▶ WHAT TO PRODUCE
Go through the listing below. Copy each line that has the string "mountain".

▶ PROVIDED MATERIAL
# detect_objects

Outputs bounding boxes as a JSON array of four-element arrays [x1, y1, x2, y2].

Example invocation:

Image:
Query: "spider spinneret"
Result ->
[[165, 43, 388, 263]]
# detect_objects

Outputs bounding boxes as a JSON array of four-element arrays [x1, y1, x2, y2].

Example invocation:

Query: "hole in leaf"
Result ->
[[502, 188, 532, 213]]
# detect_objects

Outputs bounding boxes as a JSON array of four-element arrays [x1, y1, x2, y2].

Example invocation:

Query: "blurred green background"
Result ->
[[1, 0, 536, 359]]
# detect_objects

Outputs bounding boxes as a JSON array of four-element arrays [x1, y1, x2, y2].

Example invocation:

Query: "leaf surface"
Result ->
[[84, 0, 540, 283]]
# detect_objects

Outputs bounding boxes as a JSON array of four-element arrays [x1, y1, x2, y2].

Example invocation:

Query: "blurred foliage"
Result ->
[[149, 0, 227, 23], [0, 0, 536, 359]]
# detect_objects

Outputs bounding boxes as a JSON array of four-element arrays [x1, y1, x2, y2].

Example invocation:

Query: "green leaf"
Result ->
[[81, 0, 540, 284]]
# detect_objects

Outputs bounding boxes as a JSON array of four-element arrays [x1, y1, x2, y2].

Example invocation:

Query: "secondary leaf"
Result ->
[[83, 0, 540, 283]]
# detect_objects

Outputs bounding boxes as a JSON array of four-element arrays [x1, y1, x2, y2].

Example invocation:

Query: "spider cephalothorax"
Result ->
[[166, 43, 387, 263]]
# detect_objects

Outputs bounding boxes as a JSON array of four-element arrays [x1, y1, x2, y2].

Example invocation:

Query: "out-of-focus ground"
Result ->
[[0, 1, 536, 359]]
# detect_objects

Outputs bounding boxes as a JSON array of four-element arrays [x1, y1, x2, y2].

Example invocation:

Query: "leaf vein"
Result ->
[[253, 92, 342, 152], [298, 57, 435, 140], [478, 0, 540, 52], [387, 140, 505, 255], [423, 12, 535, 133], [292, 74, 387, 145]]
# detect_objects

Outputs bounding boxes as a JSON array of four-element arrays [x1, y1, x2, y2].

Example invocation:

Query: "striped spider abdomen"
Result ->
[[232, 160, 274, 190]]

==

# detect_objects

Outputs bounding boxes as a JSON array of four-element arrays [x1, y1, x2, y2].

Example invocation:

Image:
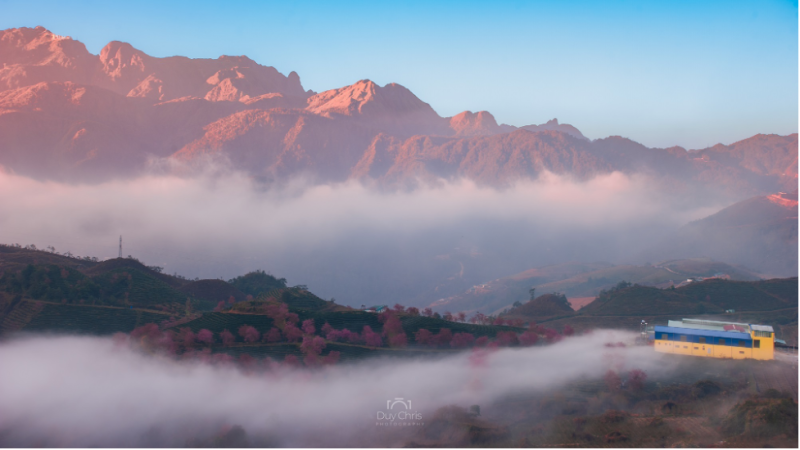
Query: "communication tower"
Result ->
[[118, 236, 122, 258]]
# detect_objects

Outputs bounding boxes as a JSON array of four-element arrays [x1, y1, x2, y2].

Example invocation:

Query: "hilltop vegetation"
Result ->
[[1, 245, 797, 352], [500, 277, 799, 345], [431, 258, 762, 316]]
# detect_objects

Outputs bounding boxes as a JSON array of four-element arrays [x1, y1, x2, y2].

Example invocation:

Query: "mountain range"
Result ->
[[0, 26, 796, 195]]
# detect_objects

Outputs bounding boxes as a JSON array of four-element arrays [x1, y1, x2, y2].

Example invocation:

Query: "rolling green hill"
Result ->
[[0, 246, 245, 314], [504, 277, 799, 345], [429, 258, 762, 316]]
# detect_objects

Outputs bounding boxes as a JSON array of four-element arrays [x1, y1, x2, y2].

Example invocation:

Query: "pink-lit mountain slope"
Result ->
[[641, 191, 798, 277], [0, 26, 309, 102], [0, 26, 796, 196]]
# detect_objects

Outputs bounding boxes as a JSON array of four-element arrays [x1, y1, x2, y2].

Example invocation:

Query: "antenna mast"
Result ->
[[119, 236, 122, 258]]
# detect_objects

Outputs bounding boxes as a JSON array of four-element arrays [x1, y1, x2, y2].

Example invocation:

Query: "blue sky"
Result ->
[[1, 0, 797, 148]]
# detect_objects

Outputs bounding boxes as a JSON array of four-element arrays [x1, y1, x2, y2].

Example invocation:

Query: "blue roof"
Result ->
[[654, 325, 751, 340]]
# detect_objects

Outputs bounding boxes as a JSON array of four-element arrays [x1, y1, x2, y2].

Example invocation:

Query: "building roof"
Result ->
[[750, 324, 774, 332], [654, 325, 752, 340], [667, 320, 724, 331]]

--

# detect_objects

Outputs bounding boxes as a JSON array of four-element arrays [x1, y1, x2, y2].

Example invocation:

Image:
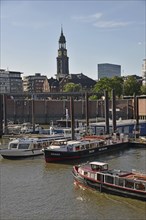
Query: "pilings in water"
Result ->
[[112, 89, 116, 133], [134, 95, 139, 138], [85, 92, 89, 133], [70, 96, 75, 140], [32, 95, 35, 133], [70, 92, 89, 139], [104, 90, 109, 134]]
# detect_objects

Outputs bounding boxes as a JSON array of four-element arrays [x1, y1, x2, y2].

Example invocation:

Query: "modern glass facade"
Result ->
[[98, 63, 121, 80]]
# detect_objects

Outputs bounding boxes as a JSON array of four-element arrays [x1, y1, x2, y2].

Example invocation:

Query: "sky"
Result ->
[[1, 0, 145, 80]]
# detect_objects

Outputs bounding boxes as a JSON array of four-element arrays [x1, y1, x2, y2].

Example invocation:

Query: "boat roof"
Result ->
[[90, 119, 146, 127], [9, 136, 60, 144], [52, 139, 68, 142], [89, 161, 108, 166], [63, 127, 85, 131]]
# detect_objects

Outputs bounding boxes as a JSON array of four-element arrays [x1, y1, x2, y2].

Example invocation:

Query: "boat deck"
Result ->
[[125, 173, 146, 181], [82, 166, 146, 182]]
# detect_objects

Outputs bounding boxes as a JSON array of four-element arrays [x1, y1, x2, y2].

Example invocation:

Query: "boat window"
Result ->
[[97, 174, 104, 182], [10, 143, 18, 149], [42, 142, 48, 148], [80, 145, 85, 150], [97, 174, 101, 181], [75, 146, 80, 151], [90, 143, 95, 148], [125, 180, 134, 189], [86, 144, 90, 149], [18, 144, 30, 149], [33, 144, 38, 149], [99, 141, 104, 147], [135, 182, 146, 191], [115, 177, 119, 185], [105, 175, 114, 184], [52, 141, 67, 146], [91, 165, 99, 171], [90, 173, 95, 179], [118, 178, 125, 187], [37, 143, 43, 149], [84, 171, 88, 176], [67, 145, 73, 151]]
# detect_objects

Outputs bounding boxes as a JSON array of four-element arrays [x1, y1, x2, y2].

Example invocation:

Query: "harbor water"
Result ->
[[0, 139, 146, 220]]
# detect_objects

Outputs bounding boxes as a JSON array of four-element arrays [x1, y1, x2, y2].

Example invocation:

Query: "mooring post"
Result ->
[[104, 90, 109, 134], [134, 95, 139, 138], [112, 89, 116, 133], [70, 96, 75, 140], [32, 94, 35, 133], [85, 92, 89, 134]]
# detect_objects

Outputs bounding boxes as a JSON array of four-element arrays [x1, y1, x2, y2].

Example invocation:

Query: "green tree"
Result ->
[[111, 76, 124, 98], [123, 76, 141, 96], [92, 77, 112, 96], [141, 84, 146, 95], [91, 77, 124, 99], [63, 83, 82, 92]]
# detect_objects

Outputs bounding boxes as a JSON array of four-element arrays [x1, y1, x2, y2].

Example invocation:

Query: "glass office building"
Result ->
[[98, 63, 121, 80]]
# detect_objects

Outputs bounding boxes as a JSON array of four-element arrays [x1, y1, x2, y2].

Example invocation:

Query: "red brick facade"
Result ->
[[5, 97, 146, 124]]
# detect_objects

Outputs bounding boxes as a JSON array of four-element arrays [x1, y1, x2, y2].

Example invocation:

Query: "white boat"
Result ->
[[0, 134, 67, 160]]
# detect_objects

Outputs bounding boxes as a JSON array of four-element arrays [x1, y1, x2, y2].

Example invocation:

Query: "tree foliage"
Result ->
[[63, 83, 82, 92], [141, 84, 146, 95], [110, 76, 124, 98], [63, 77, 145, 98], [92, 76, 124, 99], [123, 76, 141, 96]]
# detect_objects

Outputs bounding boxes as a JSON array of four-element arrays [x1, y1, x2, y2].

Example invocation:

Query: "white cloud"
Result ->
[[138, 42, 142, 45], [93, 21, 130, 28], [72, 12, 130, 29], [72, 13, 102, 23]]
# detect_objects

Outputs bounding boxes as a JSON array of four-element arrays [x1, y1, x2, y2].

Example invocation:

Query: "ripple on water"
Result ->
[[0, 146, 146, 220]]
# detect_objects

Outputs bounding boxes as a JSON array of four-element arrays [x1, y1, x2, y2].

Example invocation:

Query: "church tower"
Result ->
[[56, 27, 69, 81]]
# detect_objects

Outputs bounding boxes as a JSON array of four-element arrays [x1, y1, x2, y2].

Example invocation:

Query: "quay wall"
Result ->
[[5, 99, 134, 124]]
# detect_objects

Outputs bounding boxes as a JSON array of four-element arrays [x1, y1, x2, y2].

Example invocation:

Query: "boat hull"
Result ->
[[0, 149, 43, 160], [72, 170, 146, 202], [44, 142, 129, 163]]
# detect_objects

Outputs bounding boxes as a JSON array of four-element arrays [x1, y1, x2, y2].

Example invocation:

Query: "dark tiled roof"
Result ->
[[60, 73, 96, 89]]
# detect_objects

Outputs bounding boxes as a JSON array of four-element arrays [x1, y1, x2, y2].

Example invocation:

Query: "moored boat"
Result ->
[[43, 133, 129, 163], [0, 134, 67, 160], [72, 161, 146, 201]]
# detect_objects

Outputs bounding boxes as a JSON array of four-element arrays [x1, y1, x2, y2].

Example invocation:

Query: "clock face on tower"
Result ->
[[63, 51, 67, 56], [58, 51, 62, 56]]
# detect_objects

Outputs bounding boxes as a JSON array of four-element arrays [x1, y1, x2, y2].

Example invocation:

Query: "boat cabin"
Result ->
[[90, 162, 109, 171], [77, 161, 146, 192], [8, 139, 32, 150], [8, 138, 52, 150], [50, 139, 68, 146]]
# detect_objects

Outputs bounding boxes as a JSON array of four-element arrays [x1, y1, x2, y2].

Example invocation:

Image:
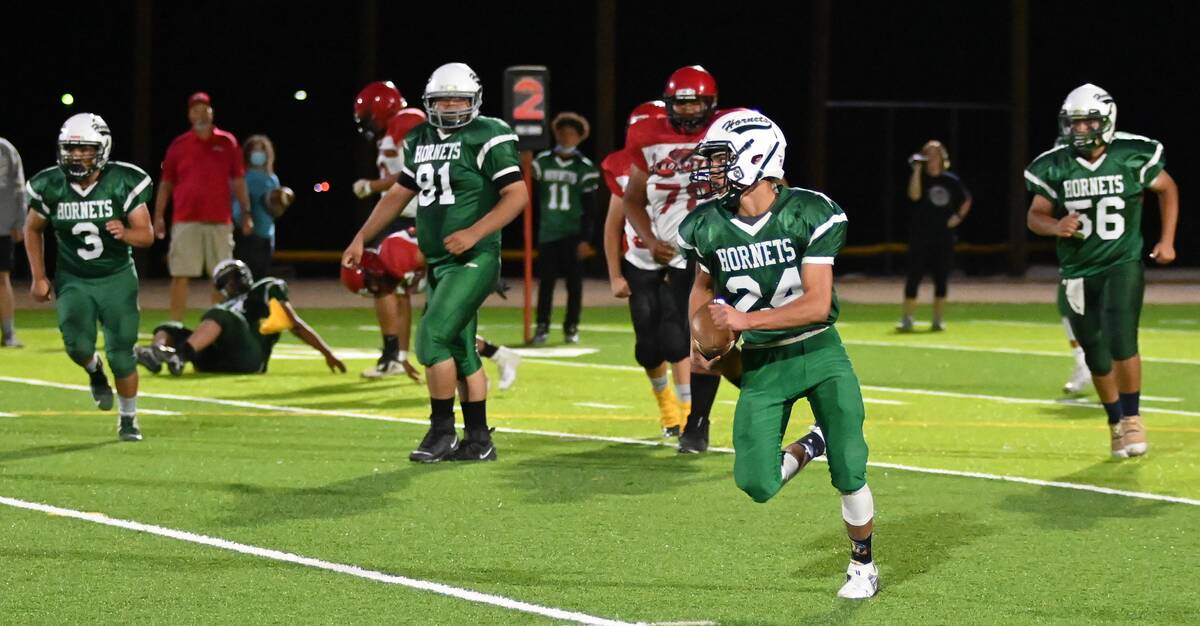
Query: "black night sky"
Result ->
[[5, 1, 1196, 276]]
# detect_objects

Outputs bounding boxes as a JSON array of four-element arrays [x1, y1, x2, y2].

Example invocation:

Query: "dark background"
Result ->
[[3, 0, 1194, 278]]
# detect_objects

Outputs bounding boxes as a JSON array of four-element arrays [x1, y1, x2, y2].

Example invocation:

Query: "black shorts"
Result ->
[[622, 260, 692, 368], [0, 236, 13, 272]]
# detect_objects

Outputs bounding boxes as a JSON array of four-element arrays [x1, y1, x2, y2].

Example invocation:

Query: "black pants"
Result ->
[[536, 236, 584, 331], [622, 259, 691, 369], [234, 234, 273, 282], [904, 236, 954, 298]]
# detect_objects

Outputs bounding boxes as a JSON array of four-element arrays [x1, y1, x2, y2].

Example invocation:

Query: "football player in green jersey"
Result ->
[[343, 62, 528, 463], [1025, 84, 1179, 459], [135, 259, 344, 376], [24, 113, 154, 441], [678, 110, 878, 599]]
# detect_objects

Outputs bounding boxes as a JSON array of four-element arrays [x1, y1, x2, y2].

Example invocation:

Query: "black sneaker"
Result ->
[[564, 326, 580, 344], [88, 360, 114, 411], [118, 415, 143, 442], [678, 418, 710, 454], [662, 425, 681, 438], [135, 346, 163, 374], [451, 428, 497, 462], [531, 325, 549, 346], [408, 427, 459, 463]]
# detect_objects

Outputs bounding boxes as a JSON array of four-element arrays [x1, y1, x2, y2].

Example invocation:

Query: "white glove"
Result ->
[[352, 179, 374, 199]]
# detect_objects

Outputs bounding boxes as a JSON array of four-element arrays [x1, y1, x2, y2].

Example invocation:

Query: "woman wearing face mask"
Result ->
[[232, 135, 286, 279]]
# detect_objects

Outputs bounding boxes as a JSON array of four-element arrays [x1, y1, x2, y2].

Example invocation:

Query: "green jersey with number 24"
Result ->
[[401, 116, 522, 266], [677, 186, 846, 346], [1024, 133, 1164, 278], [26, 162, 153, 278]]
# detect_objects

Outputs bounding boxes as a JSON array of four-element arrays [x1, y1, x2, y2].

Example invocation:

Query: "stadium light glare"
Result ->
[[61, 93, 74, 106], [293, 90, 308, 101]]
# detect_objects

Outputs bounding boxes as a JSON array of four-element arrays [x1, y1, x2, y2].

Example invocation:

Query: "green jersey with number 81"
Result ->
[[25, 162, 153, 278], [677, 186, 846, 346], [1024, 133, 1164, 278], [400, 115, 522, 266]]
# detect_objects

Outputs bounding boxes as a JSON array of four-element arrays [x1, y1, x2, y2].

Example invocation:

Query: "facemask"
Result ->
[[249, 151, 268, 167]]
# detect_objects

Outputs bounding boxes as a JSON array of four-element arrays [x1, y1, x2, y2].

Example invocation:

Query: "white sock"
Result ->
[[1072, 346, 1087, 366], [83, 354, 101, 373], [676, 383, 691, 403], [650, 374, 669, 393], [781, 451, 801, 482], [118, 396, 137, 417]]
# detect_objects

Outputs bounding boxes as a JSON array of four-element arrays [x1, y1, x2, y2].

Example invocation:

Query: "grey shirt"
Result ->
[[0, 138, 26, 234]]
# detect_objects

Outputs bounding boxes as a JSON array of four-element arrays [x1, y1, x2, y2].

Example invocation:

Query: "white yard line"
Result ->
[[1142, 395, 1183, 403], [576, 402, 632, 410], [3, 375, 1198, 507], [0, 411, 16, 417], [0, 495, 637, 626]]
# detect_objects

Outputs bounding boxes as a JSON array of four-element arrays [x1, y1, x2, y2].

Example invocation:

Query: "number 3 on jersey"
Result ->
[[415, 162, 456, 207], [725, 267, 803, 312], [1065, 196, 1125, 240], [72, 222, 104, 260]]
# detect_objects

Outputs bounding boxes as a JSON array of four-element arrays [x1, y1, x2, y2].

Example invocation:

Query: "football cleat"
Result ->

▶ ANSWER TO THIS EXERCISE
Query: "mountain range"
Query: "pink-lit mountain slope"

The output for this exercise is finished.